**Tarea 1**
Responde según el fragmento:
(a) ¿Qué "virtudes" judeocristianas enumera?
(b) ¿Qué obra de Rousseau se presenta como novela de carácter puramente idealista?
(c) ¿Cómo se caracteriza el texto Confesiones?
**Tarea 2**
Copia el fragmento a partir de las palabras que contienen "Esa clase de" y detente tras "por ciento realista.". Cambia "modelo" por "patrón".

**Texto**
####################

Esa clase de literatura, si así puede llamarse, manifiesta pues ya una cierta finalidad: la de enaltecer una cierta gama de “virtudes” judeocristianas, tales como la sumisión, conformismo, humildad, etcétera. Rechazando de manera a priori cualquier otro tipo de pensamiento distinto. Entonces, si se analiza un poco la cuestión, es fácil distinguir que ya no se trata de ahondar en el conocimiento de uno mismo y su relación con todo lo que le rodea, sino de predicar y propagar un cierto modelo de conducta y pensamiento. Por otro lado, hace tiempo que quedó demostrada la ineficacia de su aplicación en tal sentido. Sirva como ejemplo el caso del mismo Rousseau, en dos de sus obras, por un lado Emilio, novela de carácter puramente idealista, en contraposición con sus Confesiones, texto de corte cien por ciento realista.

####################

**Conjunto de registros**
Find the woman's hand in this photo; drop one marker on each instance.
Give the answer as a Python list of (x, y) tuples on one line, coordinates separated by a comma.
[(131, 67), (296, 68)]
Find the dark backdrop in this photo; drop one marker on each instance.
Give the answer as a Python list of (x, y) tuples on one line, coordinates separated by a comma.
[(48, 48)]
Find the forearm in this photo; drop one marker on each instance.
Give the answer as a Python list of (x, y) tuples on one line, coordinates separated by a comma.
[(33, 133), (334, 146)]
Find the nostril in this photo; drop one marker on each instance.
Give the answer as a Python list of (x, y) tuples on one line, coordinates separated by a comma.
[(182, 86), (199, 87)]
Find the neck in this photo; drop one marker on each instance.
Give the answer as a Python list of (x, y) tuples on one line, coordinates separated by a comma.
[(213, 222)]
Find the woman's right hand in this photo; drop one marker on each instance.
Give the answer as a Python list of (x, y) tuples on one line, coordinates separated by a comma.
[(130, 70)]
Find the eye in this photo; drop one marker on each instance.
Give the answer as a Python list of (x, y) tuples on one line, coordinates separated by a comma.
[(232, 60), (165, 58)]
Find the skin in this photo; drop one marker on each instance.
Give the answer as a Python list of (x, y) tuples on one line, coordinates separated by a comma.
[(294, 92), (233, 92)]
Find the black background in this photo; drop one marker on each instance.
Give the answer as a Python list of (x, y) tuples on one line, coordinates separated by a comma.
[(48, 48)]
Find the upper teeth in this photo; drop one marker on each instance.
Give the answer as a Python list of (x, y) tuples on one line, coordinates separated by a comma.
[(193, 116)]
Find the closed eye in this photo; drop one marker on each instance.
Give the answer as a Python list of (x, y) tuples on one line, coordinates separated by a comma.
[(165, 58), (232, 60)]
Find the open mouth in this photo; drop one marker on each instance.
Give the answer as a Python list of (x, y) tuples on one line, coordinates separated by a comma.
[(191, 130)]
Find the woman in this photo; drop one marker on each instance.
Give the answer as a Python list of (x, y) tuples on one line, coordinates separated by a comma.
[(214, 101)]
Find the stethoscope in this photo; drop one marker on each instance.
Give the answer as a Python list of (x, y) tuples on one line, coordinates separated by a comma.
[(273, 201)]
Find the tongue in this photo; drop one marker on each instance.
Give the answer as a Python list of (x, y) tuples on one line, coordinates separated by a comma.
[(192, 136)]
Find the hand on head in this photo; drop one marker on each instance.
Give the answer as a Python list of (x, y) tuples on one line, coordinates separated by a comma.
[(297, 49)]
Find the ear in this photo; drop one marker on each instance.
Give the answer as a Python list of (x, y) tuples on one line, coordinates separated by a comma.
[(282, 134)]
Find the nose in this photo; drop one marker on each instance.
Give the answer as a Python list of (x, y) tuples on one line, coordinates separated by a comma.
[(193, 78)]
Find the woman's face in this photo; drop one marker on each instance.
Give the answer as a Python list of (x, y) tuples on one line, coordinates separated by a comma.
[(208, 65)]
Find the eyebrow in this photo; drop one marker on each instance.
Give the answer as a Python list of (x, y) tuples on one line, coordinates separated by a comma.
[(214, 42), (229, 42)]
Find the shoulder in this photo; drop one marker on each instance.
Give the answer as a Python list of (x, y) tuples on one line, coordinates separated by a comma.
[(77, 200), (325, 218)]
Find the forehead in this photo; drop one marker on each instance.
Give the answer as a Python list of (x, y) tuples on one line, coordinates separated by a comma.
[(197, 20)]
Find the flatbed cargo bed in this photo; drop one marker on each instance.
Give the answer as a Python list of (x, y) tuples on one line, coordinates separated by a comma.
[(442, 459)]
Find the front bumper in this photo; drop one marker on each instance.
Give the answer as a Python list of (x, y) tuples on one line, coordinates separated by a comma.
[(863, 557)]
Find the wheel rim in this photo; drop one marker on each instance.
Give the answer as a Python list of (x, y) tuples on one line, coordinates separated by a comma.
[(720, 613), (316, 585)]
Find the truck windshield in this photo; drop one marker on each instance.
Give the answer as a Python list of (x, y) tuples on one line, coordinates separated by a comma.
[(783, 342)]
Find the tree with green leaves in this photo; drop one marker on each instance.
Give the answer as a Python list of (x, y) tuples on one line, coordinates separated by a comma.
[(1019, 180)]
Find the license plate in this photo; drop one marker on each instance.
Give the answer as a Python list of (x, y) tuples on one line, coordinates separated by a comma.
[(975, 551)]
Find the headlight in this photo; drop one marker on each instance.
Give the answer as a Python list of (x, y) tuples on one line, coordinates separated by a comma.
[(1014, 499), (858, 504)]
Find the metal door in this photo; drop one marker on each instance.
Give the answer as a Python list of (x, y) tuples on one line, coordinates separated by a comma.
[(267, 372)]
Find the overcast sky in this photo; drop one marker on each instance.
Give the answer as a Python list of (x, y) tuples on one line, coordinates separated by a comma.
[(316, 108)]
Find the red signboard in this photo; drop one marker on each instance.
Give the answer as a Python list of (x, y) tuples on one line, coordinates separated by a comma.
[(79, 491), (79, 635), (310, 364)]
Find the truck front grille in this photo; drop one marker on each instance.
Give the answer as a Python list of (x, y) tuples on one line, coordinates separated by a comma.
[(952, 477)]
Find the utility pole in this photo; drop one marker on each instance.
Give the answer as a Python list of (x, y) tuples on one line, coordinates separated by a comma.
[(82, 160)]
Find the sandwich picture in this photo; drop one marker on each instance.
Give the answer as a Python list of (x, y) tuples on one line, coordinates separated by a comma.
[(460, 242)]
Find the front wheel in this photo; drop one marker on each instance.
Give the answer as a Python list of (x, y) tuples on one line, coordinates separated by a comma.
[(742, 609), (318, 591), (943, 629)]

####################

**Tu respuesta 1**
(a) La sumisión, el conformismo y la humildad.
(b) Emilio.
(c) Como un texto de corte cien por ciento realista.

**Tu respuesta 2**
Esa clase de literatura, si así puede llamarse, manifiesta pues ya una cierta finalidad: la de enaltecer una cierta gama de “virtudes” judeocristianas, tales como la sumisión, conformismo, humildad, etcétera. Rechazando de manera a priori cualquier otro tipo de pensamiento distinto. Entonces, si se analiza un poco la cuestión, es fácil distinguir que ya no se trata de ahondar en el conocimiento de uno mismo y su relación con todo lo que le rodea, sino de predicar y propagar un cierto patrón de conducta y pensamiento. Por otro lado, hace tiempo que quedó demostrada la ineficacia de su aplicación en tal sentido. Sirva como ejemplo el caso del mismo Rousseau, en dos de sus obras, por un lado Emilio, novela de carácter puramente idealista, en contraposición con sus Confesiones, texto de corte cien por ciento realista.